» **Given task**:
Pull out each line in the rows below that contains the string "green", and copy those lines unchanged.

Object location labeling entries
= = = =
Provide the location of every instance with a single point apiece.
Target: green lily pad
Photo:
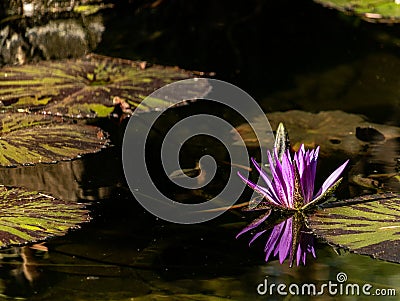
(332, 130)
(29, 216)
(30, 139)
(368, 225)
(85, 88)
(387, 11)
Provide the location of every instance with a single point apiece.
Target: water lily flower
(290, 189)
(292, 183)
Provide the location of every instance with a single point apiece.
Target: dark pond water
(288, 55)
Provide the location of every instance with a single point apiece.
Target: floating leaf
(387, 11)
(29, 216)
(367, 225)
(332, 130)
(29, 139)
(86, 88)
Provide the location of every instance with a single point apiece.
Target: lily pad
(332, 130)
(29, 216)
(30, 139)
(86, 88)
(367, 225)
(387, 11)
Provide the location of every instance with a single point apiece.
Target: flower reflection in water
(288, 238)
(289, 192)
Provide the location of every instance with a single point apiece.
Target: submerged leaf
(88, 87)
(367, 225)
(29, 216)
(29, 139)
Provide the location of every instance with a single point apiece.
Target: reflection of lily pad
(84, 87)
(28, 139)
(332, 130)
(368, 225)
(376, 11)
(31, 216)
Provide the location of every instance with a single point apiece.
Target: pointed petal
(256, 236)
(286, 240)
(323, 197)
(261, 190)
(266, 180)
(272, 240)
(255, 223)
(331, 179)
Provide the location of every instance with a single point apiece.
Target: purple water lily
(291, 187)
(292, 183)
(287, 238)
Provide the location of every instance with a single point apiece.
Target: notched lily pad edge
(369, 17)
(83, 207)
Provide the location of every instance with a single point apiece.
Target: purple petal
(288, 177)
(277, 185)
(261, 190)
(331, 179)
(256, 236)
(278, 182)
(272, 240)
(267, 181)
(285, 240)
= = = =
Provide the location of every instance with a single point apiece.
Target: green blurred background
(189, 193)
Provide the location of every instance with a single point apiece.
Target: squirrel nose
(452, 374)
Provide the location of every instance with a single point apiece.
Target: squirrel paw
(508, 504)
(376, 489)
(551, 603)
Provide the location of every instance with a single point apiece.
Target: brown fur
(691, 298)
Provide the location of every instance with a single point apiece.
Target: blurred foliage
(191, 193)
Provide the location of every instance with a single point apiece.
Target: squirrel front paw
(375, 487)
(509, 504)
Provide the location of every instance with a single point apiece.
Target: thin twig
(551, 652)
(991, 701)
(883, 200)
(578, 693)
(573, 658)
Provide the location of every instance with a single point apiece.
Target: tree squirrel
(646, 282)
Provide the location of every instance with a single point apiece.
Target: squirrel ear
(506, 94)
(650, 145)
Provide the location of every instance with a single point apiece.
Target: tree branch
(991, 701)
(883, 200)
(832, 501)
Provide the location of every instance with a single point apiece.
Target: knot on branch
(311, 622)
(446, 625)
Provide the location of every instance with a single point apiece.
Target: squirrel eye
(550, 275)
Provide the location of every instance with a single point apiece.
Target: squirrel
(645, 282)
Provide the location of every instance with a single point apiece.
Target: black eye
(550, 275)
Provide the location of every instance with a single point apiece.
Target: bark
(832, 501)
= = = =
» **The answer**:
Target: green lily pad
Target: green blurred background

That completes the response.